_Exercise goal_: According to the text on the 340B lawsuits, what must a manufacturer first give a covered entity before a manufacturer audit under HRSA's 1996 guidelines?

_Reading text_:
----

On July 24, two hospitals that participate in the Section 340B drug discount program—Oregon Health & Science University and Maine General Medical Center—filed separate lawsuits against the Health Resources and Services Administration (HRSA), alleging that HRSA had unlawfully authorized pharmaceutical manufacturer Johnson & Johnson (J&J) to conduct an audit of the hospitals’ 340B-related records. Manufacturer audits—although historically fairly infrequent—have become more significant since finalization of the new 340B Administrative Dispute Resolution (ADR) rule. That rule, which establishes a process for resolving disputes between 340B covered entities and drug manufacturers, requires manufacturers to audit covered entities prior to initiating an ADR complaint. 

HRSA issued manufacturer audit guidelines in 1996 that, among other things, set forth certain pre-conditions to a manufacturer audit, including that a manufacturer must first provide the covered entity with written notice of the alleged violation. The guidelines also provide that a manufacturer may only request HRSA approval for an audit if the issue is not resolved after at least 30 days of “good faith” negotiations between the parties.   

Both Oregon Health & Science University and Maine General Medical Center state that they never received a written statement from J&J regarding the alleged violation of 340B program requirements, and that HRSA’s approval of J&J’s requests to conduct the audits therefore violated HRSA’s 1996 guidelines and was unlawful. The hospitals are asking the court to block the proposed audits and require HRSA to comply with the 1996 guidelines. Both lawsuits were filed in the U.S. District Court for the District of Columbia.

----

Dataset excerpts
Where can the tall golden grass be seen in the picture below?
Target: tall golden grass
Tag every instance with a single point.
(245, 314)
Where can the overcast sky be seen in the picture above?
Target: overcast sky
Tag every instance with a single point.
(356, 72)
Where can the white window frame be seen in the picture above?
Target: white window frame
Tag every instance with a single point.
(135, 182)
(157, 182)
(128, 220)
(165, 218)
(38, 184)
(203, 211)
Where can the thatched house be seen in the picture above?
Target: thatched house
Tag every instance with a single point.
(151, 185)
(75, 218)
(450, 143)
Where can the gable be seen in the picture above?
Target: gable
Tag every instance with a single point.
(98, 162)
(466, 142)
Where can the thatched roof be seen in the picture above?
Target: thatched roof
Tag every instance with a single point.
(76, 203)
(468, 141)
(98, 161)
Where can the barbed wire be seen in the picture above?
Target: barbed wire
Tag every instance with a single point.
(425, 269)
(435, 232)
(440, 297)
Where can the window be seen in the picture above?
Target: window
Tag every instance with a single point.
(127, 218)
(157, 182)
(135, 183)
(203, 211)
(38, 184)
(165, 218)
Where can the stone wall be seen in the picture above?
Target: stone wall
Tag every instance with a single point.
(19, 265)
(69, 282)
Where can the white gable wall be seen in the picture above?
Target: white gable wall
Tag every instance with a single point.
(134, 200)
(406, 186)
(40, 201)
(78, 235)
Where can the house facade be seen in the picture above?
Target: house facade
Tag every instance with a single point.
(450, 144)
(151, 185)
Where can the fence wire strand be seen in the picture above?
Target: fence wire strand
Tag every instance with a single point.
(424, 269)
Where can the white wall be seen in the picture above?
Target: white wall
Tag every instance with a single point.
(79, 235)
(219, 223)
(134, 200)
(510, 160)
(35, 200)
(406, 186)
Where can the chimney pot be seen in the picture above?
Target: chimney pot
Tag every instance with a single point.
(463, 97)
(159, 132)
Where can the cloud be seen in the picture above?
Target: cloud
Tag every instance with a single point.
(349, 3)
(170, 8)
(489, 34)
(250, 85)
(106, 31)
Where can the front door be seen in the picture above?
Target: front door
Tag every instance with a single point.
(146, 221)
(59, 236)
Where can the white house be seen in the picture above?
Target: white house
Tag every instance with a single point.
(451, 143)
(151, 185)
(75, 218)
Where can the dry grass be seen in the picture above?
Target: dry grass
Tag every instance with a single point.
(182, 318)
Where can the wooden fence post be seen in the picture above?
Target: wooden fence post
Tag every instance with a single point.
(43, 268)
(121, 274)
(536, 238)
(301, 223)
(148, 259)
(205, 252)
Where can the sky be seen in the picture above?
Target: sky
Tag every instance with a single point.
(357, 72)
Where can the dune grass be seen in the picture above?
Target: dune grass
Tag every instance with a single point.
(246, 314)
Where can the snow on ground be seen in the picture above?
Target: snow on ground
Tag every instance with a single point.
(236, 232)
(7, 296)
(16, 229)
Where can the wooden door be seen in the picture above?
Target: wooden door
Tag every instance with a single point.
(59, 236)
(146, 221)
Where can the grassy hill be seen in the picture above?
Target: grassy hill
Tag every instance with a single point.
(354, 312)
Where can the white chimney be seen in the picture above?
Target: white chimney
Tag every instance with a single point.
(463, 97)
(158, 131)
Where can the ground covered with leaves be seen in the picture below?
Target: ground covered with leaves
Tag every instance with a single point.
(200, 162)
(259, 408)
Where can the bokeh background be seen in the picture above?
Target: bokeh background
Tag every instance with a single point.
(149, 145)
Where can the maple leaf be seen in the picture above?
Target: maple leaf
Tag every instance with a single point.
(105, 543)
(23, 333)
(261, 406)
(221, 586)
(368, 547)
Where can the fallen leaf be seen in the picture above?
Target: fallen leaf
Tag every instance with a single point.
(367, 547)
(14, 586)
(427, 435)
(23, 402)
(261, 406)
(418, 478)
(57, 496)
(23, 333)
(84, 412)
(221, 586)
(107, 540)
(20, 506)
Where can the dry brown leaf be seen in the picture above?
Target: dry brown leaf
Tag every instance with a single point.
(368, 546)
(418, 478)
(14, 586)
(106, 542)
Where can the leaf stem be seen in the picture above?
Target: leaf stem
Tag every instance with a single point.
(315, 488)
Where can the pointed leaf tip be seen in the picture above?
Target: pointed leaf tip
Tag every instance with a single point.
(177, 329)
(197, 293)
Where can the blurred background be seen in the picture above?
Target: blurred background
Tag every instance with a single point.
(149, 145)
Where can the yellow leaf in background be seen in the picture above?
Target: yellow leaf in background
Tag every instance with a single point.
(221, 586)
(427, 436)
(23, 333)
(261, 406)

----

_Solved problem_: Written notice of the alleged violation.